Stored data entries
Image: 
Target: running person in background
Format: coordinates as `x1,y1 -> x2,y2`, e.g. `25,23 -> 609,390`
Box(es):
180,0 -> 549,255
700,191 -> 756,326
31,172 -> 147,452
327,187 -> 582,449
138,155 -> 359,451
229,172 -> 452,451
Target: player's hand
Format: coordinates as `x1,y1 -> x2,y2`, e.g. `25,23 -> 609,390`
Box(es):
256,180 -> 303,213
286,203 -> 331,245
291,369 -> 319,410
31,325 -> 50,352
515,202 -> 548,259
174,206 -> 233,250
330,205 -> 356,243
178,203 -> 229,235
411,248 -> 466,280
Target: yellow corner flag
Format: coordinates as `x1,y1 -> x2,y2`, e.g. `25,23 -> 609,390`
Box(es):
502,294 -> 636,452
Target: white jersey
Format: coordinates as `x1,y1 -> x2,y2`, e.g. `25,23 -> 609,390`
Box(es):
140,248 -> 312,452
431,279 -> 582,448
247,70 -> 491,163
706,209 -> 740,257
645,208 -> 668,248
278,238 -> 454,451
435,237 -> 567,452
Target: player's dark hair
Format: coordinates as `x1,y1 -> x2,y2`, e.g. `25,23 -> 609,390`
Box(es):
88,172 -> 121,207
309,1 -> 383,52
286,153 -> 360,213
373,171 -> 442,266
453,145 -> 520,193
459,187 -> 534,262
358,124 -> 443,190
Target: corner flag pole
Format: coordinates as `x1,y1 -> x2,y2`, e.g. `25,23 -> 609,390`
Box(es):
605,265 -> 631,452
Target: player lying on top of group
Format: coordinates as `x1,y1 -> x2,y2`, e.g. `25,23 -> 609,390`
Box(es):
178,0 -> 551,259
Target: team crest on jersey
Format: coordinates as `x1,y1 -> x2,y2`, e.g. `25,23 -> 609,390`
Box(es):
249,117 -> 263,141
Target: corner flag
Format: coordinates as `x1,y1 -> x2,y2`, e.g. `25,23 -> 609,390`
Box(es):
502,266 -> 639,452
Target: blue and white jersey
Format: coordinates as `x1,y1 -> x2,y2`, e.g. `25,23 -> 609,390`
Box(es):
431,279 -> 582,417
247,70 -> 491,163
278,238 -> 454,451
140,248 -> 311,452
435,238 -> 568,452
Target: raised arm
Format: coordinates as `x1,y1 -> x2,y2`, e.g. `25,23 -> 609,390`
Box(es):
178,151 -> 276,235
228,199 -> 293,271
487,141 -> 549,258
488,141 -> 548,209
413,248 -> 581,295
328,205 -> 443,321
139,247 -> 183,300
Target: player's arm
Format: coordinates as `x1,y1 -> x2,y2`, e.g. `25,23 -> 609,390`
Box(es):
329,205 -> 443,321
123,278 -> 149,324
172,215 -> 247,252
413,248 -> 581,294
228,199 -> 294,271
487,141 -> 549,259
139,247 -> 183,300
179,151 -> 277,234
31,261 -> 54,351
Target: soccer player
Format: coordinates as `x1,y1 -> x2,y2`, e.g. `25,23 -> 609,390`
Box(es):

EXERCISE DIRECTIONS →
Go through the data above and copy each line that holds the word "flag".

YOUR SOLUTION →
Target: yellow corner flag
Target: corner flag pole
Target: corner flag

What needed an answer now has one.